PASSAGE SHOWN below:

Jamie Caswell , Communications Manager for the National Mining Association sent me this email:
I wanted to share an update with you on NMA’s latest progress. Recently, NMA President and CEO Hal Quinn traveled across the country to meet with scholars, policymakers, scientist and CEOs. At the meeting, Quinn and other participants readily acknowledged the importance of minerals to the lives of Americans and job growth in this economy.
That being said, one of the biggest hurdles preventing U.S. minerals mining from adding jobs and growing the economy is an outdated permitting process. Permitting delays have left U.S. manufacturers more reliant on foreign sources for minerals that we have right here at home. That means we are transferring jobs and economic benefits overseas and needlessly complicating our mineral supply chains.
NMA is dedicated to growing America’s economy, and that’s why we’re aggressively supporting H.R. 4402, legislation that will help establish regulatory consistency and efficient mining permitting processes. This legislation is expected to be debated on the House floor in July, and I would greatly appreciate it if you would share the importance of passing H.R. 4402 with your readers.
The Hill notes in a report yesterday:
The House is poised to pass legislation aimed at streamlining the approval process for permits to mine for rare-earth minerals, a bill that responds to increased demand for rare earths around the world, as well as China’s export restraints for these minerals.
The National Strategic and Critical Minerals Production Act, H.R. 4402, could come up as early as next week, as the House Rules Committee has set an amendment deadline for next week on the bill. The committee may also prepare a rule for floor consideration, although no meeting for that purpose has been scheduled yet.
I took a look at the proposed bill which is available at this link. It starts with some alarming statistics, namely:
Twenty-five years ago the United States was dependent on foreign sources for 30 nonfuel mineral materials, of which the United States imported 100 percent of the Nation’s requirements, and for another 16 commodities the United States imported more than 60 percent of the Nation’s needs.
By 2011 the United States import dependence for nonfuel mineral materials had more than doubled from 30 to 67 commodities, 19 of which the United States imported 100 percent of the Nation’s requirements, and for another 24 commodities, imported more than 50 percent of the Nation’s needs.
The United States share of world wide mineral exploration dollars was 8 percent in 2011, down from 19 percent in the early 1990s. In the 2012 Ranking of Countries for Mining Investment, out of 25 major mining 15 countries, the United States ranked last with Papua New Guinea in permitting delays, and towards the bottom regarding government take and social issues affecting mining.
To address this situation, the proposed act would do a few things.
First, the lead agency responsible for issuing a mineral exploration or mine permit would appoint a project lead to coordinate and consult with other agencies, cooperating agencies, project proponents and contractors in order to ensure that agencies minimize delays, and adhere to timelines and schedules, set clear permitting goals, and track progress.

End of PASSAGE SHOWN.
PROVIDED MATERIAL below:

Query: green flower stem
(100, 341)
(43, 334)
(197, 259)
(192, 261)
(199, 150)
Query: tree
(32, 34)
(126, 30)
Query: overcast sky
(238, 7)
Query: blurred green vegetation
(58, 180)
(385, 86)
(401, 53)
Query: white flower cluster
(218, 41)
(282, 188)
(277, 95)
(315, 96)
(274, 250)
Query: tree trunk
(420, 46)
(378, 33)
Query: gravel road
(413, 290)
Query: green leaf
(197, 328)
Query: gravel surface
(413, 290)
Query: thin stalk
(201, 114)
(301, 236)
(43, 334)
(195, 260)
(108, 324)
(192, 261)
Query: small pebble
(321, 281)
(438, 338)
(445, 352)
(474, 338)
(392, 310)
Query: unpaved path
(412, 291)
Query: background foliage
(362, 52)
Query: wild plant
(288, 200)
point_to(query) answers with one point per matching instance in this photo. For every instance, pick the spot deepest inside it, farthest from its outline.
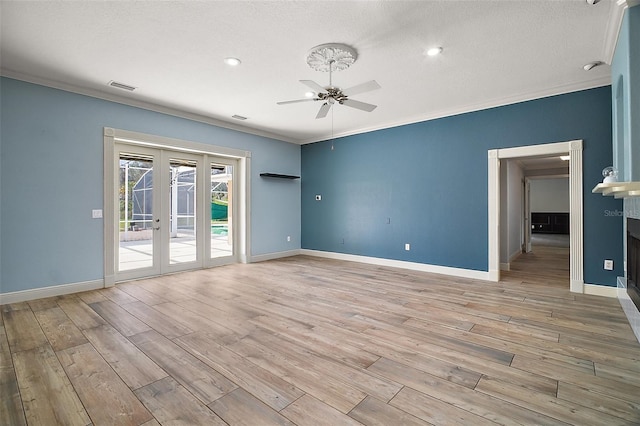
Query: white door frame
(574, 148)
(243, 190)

End of PROVIDED MATERIAL.
PROVIDED MATERIAL below:

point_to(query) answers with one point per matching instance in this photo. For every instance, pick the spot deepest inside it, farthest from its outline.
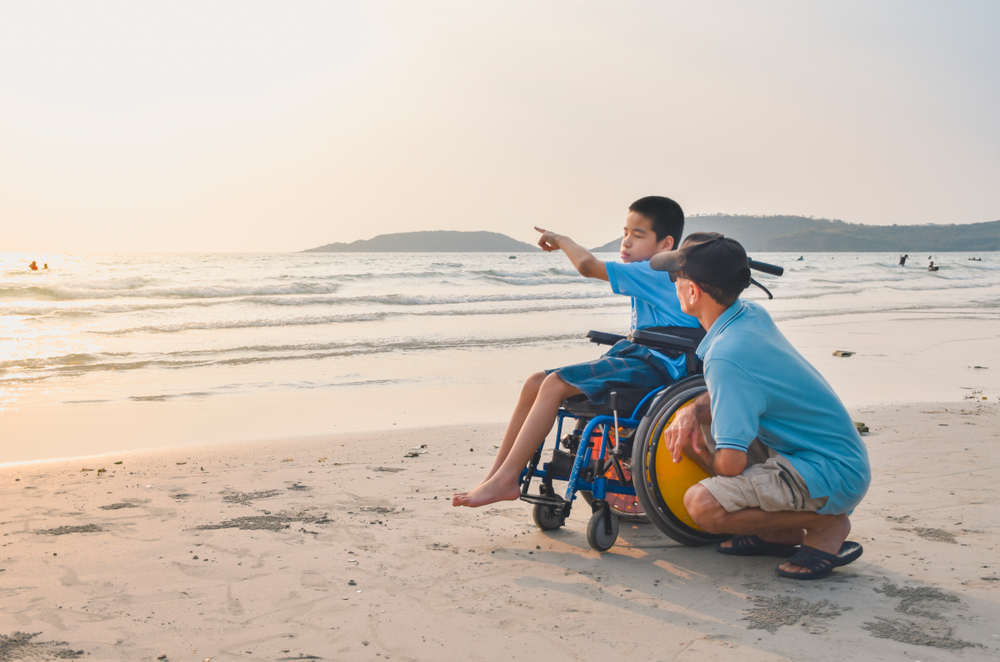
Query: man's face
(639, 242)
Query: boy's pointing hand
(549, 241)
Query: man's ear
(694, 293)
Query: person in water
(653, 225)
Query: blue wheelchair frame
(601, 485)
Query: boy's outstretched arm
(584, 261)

End of PROVIDED MATERIAL.

_PROMPT A:_
In the mining permitting passage, what share of worldwide mineral exploration dollars did the United States have in 2011?
_PROMPT B:_
Continue the passage about the mining permitting bill from its last sentence.

_OUTPUT A:_
8 percent

_OUTPUT B:_
Similar ideas for an agency lead have been discussed in British Columbia and Canada at the Federal level. I am not aware of any project lead that have been appointed, or if they have a success record. The idea is good, but I cannot but wonder if this does not merely introduce yet another layer of management.
Second there is a provision that appears to me to be an attempt to circumvent NEPA. The lead agency would be entitled to decide that their own agency procedures are sufficient “to ensure that environmental factors are taken into account,” and thereby preclude NEPA and all its delays.
Third there is a very hopeful provision calling on lead agencies to “enhance government coordination ..by avoiding duplicative reviews, minimizing paperwork, and engaging other agencies and stakeholders early in the process.”
Then they limit the total review process period to 30 months. Wow, is that possible in today’s climate when most reviews take decades?
Inserted, almost as an afterthought is this gem: “In developing the mineral exploration or mine permit, the priority of the lead agency shall be to maximize the development of the mineral resource, while mitigating environmental impacts, so that more of the mineral resource can be brought to the market place.”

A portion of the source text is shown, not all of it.